TASK DIRECTIONS:
Locate and copy each line in the data that contains the word "shadow".

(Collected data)
——————

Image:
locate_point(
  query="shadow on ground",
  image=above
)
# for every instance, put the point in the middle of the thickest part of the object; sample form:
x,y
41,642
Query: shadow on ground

——————

REPLY:
  query="shadow on ground",
Query: shadow on ground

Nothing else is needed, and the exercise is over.